● Provided passage:
TensorRT 10.0 enqueueV3 segmentation fault

Description

TensorRT is giving a segmentation fault when I try to use a Resize or Pad layer.
If I put the fixed parameters in the ONNX model it works normally, but when I put it as an input it gives a Segmentation Fault and I can’t figure out why.
I’ve been unable to get out of this problem for a few days now.

Environment

TensorRT Version: 10.0.1.6
GPU Type: NVIDIA GeForce RTX 3080
Nvidia Driver Version: 550.163.01
CUDA Version: 12.4.1
CUDNN Version: 9.1.0.70-1
Operating System + Version: Ubuntu 22.04
Python Version (if applicable):
TensorFlow Version (if applicable):
PyTorch Version (if applicable):
Baremetal or Container (if container which image + tag): Container nvidia/cuda:12.4.1-cudnn-devel-ubuntu22.04

Relevant Files

Link to GitHub files:

Steps To Reproduce

Compile the test with CMake. Then:

root@3297547ee6e0:/home/tensorrt-test# python3 create_trt.py

ONNX file created and saved: ./pad_layer.onnx
Converting Model pad_layer.onnx to TensorRT - Version: 10.0.1
[06/03/2025-20:36:52] [TRT] [I] [MemUsageChange] Init CUDA: CPU +17, GPU +0, now: CPU 27, GPU 225 (MiB)
[06/03/2025-20:36:54] [TRT] [I] [MemUsageChange] Init builder kernel library: CPU +1762, GPU +312, now: CPU 1925, GPU 537 (MiB)
parsing model
[06/03/2025-20:36:54] [TRT] [W] ModelImporter.cpp:420: Make sure input pad_sizes has Int64 binding.
model parsed
Network Description
Input ‘input_image’ with shape (1, -1, -1, -1) and dtype DataType.FLOAT
Input ‘pad_sizes’ with shape (8,) and dtype DataType.INT64
Output ‘paded_image’ with shape (-1, -1, -1, -1) and dtype DataType.FLOAT
Profile for Input ‘input_image’ shape (1, -1, -1, -1)
Profile for Input ‘pad_sizes’ shape (8,)
Serializing engine to file: /home/tensorrt-test/pad_layer.trt
[06/03/2025-20:36:54] [TRT] [I] Local timing cache in use. Profiling results in this builder pass will not be stored.
[06/03/2025-20:36:54] [TRT] [I] Detected 2 inputs and 1 output network tensors.
[06/03/2025-20:36:54] [TRT] [I] Total Host Persistent Memory: 0
[06/03/2025-20:36:54] [TRT] [I] Total Device Persistent Memory: 0
[06/03/2025-20:36:54] [TRT] [I] Total Scratch Memory: 0
[06/03/2025-20:36:54] [TRT] [I] Total Activation Memory: 0
[06/03/2025-20:36:54] [TRT] [I] Total Weights Memory: 0
[06/03/2025-20:36:54] [TRT] [I] Engine generation completed in 0.0057974 seconds.

● Dataset entries:

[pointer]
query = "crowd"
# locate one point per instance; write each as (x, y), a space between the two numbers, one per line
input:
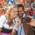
(14, 14)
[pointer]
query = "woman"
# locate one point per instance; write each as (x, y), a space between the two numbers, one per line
(8, 27)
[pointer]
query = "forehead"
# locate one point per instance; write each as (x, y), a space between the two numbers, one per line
(14, 9)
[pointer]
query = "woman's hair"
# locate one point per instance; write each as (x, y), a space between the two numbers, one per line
(20, 5)
(26, 20)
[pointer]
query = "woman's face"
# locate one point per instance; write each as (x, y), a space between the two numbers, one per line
(20, 11)
(13, 13)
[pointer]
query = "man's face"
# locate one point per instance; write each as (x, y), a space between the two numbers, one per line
(20, 11)
(14, 13)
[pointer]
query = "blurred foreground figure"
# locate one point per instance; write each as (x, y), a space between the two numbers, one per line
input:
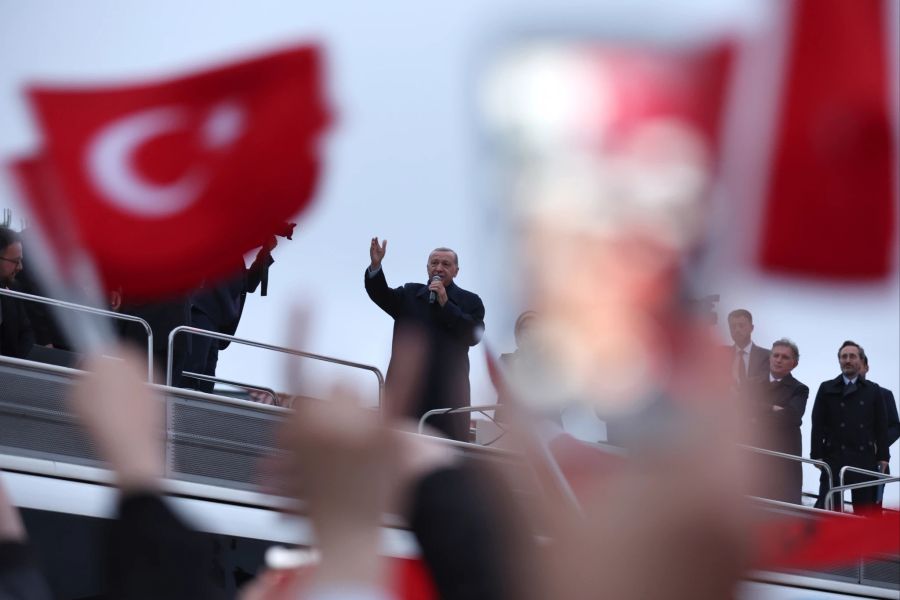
(607, 177)
(849, 427)
(452, 319)
(16, 335)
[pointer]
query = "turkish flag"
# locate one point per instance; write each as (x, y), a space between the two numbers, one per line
(830, 210)
(165, 184)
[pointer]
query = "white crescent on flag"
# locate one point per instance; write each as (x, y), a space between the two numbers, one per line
(109, 159)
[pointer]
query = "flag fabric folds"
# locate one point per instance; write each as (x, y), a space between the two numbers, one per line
(164, 184)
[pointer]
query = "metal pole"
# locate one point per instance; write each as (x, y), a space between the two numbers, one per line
(810, 461)
(230, 338)
(246, 386)
(846, 468)
(452, 411)
(94, 311)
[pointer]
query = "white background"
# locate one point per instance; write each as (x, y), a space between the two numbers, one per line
(405, 160)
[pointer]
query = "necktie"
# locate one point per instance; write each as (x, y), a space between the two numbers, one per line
(741, 366)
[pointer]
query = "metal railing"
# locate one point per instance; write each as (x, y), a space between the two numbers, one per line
(810, 461)
(230, 338)
(247, 386)
(461, 409)
(93, 311)
(877, 479)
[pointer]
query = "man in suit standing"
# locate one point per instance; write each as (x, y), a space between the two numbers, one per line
(781, 402)
(452, 320)
(749, 360)
(16, 334)
(849, 426)
(893, 420)
(218, 308)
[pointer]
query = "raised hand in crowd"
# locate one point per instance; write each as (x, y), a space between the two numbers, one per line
(20, 578)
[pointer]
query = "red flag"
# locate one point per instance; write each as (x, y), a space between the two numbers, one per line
(831, 206)
(166, 183)
(829, 540)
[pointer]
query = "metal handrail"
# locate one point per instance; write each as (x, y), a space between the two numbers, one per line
(230, 338)
(878, 479)
(246, 386)
(855, 486)
(810, 461)
(461, 409)
(94, 311)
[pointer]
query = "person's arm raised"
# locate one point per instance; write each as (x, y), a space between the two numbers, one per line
(151, 553)
(376, 285)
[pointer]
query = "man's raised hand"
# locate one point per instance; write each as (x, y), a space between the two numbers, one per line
(376, 253)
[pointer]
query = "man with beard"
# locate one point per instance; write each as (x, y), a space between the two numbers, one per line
(849, 426)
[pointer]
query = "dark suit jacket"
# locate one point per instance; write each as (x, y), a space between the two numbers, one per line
(893, 419)
(224, 303)
(450, 331)
(849, 428)
(781, 429)
(16, 334)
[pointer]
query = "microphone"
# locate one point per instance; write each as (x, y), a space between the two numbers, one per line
(432, 296)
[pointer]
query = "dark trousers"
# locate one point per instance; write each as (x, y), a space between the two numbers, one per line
(204, 355)
(862, 498)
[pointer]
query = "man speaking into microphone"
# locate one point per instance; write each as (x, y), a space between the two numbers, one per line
(451, 319)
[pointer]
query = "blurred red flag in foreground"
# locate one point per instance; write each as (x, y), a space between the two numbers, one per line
(164, 184)
(834, 165)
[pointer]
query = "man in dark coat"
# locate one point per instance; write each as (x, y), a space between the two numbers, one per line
(780, 404)
(452, 320)
(219, 308)
(748, 359)
(16, 334)
(893, 420)
(849, 426)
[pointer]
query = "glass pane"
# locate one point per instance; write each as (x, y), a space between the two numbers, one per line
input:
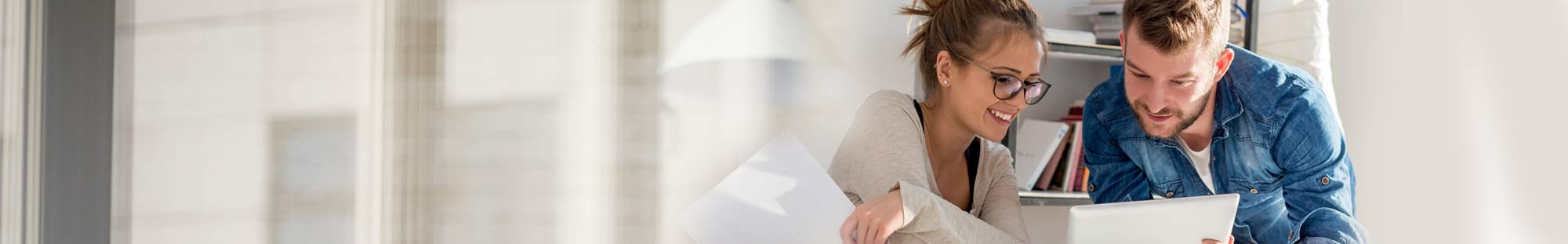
(244, 121)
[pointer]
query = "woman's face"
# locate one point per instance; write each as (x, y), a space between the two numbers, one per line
(971, 89)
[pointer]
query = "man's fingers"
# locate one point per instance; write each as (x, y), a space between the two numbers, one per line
(848, 229)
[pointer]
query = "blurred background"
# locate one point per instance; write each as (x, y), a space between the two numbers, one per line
(601, 121)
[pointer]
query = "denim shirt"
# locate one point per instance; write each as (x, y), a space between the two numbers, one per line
(1277, 143)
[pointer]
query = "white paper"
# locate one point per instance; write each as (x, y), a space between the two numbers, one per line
(779, 196)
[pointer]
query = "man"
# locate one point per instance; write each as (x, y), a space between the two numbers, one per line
(1194, 116)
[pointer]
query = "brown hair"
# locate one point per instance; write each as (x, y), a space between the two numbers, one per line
(964, 27)
(1177, 25)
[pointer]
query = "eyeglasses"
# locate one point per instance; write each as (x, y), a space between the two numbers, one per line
(1009, 86)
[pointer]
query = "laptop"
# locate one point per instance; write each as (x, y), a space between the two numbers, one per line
(1166, 221)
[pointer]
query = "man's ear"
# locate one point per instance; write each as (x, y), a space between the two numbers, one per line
(1122, 38)
(1224, 63)
(945, 63)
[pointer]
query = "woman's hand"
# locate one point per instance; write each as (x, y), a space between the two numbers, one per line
(874, 221)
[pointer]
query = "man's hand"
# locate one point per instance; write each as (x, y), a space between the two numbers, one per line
(1229, 242)
(874, 221)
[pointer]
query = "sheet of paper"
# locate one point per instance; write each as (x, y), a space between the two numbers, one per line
(780, 196)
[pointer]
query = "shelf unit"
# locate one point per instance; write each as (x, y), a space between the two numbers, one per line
(1067, 52)
(1053, 198)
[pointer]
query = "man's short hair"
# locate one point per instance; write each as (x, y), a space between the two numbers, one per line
(1178, 25)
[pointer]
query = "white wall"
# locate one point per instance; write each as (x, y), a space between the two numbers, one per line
(1453, 121)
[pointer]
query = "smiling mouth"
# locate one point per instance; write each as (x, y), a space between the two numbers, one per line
(1003, 118)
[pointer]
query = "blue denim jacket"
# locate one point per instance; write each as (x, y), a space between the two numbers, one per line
(1277, 143)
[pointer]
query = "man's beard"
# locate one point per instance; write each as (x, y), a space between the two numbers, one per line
(1183, 119)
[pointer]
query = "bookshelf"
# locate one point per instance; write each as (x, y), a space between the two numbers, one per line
(1084, 52)
(1087, 53)
(1053, 198)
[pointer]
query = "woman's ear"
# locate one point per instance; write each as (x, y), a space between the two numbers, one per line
(945, 63)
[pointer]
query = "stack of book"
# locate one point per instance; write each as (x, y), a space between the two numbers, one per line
(1106, 16)
(1061, 169)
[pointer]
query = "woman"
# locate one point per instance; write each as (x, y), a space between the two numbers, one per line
(932, 171)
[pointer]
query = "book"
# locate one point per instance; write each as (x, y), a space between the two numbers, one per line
(1075, 158)
(1037, 143)
(1056, 162)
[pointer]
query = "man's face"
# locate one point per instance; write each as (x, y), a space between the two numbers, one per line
(1169, 91)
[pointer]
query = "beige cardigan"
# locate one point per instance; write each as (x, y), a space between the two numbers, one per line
(885, 147)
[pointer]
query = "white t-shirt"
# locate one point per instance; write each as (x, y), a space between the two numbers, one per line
(1200, 160)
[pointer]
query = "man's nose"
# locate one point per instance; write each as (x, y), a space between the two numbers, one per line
(1155, 100)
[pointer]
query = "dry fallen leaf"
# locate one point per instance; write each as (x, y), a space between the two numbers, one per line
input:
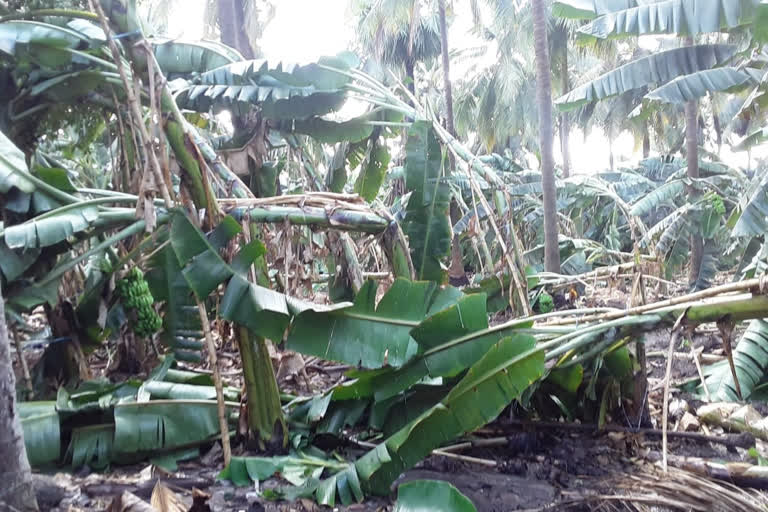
(165, 500)
(128, 502)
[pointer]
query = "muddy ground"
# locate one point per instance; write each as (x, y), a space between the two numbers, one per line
(536, 468)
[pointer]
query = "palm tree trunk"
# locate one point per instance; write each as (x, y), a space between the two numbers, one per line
(456, 270)
(646, 141)
(446, 69)
(565, 123)
(692, 156)
(231, 25)
(544, 100)
(17, 491)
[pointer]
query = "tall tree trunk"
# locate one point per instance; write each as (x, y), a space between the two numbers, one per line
(231, 24)
(565, 122)
(692, 156)
(544, 100)
(446, 69)
(17, 491)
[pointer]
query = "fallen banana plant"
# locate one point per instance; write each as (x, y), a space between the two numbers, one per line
(159, 420)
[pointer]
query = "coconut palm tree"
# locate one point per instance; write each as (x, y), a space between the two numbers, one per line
(544, 100)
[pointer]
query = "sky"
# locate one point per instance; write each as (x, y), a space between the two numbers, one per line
(304, 30)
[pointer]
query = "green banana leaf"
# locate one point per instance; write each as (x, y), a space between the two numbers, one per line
(366, 334)
(163, 425)
(680, 17)
(657, 69)
(694, 86)
(264, 311)
(760, 27)
(589, 9)
(663, 194)
(14, 173)
(750, 357)
(181, 320)
(293, 92)
(421, 495)
(753, 220)
(427, 222)
(756, 138)
(373, 170)
(42, 437)
(179, 391)
(185, 57)
(502, 375)
(91, 446)
(40, 43)
(51, 228)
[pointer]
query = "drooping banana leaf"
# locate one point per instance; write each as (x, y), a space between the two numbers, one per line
(658, 69)
(756, 138)
(373, 169)
(750, 357)
(186, 57)
(264, 311)
(663, 194)
(491, 384)
(181, 321)
(760, 27)
(680, 17)
(40, 43)
(697, 85)
(427, 222)
(589, 9)
(753, 220)
(419, 495)
(53, 227)
(163, 425)
(366, 334)
(14, 173)
(91, 446)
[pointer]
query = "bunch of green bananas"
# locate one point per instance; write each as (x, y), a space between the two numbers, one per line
(135, 294)
(717, 204)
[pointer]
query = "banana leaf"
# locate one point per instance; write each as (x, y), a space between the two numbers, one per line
(427, 222)
(163, 425)
(750, 357)
(91, 446)
(753, 220)
(697, 85)
(589, 9)
(290, 92)
(42, 438)
(373, 170)
(182, 331)
(366, 334)
(420, 495)
(658, 69)
(760, 27)
(40, 43)
(664, 194)
(185, 57)
(51, 228)
(680, 17)
(499, 377)
(14, 173)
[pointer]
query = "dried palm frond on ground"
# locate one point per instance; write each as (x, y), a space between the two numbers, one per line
(651, 489)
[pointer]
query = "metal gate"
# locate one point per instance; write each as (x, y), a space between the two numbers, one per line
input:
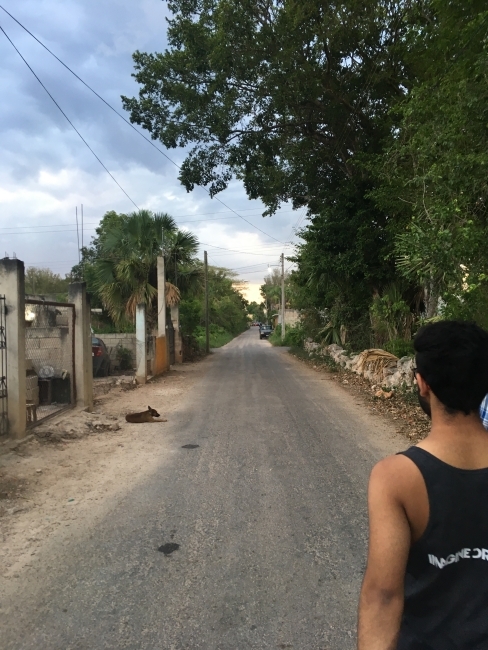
(3, 369)
(50, 358)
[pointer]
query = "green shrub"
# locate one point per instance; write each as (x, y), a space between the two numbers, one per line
(124, 358)
(294, 336)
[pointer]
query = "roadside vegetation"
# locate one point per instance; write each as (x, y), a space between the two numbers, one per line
(120, 269)
(370, 116)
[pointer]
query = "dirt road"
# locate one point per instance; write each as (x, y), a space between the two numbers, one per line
(253, 538)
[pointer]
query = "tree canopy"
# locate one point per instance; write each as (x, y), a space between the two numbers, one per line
(373, 115)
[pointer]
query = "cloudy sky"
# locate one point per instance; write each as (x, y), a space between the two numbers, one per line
(46, 170)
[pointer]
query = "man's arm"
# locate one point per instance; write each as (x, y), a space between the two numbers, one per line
(381, 601)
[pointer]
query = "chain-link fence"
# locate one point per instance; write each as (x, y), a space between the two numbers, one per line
(49, 346)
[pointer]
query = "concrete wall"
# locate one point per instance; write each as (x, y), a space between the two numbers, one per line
(121, 340)
(49, 346)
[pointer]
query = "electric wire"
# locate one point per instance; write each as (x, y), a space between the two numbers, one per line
(66, 117)
(126, 121)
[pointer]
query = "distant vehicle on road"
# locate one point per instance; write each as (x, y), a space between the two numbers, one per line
(100, 358)
(265, 331)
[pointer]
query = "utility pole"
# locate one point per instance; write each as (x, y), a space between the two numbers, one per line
(282, 296)
(207, 332)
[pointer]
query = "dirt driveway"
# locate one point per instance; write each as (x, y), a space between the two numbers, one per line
(58, 483)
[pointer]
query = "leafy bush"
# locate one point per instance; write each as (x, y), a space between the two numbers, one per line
(218, 336)
(400, 348)
(294, 336)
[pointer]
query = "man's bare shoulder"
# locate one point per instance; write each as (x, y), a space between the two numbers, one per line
(394, 474)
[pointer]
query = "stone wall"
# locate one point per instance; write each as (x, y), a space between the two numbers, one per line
(378, 366)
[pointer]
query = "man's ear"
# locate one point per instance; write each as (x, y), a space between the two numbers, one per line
(424, 387)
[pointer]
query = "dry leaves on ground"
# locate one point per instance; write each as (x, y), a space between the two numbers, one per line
(402, 407)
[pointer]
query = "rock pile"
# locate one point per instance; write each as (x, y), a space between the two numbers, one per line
(378, 366)
(77, 424)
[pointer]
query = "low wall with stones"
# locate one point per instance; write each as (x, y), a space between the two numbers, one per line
(378, 366)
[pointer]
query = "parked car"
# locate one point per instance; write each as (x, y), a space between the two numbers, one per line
(100, 358)
(265, 331)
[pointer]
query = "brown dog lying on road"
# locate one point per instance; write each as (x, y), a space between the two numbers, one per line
(145, 416)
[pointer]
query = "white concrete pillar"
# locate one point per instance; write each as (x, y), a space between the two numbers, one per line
(161, 361)
(141, 354)
(13, 287)
(83, 348)
(175, 318)
(161, 298)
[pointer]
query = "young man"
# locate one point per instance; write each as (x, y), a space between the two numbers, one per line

● What you will do: From the TensorRT segmentation fault post, list every memory total reported in the engine build log, along with its value. Rely only on the forum post about the TensorRT segmentation fault, not on the material.

● The solution:
- Total Host Persistent Memory: 0
- Total Device Persistent Memory: 0
- Total Scratch Memory: 0
- Total Activation Memory: 0
- Total Weights Memory: 0